(Entries from an annotation dataset)
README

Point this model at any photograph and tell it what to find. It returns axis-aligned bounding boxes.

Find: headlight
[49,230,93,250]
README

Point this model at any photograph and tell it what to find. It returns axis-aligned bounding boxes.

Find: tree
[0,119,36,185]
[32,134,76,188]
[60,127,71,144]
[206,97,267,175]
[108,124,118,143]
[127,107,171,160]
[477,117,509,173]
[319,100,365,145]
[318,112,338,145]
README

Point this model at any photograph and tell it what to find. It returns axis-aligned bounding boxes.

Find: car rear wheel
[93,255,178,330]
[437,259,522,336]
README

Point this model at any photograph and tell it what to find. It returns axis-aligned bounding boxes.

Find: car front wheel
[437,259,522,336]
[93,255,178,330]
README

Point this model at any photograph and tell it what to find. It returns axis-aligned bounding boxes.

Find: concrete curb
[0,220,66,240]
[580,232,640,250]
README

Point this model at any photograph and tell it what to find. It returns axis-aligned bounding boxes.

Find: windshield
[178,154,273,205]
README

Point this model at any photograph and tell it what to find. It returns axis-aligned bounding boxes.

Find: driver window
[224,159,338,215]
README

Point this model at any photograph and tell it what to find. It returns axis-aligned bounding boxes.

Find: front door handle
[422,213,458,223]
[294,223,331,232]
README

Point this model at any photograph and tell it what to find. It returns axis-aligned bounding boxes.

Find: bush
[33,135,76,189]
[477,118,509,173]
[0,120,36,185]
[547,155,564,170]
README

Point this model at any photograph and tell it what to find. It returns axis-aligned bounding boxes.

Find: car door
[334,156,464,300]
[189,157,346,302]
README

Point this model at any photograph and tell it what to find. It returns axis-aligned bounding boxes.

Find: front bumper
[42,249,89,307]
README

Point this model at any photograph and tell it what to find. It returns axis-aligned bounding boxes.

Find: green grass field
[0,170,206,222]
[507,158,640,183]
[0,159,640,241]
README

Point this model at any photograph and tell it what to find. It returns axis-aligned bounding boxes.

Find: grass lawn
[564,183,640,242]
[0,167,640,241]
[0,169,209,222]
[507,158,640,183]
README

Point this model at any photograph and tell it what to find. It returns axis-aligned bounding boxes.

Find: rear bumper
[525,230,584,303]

WHAT IS ASKED. Locate every line in the material above that contains the string "door" and copy each of those lines. Case counts.

THE SOLUTION.
Find: front door handle
Find: car door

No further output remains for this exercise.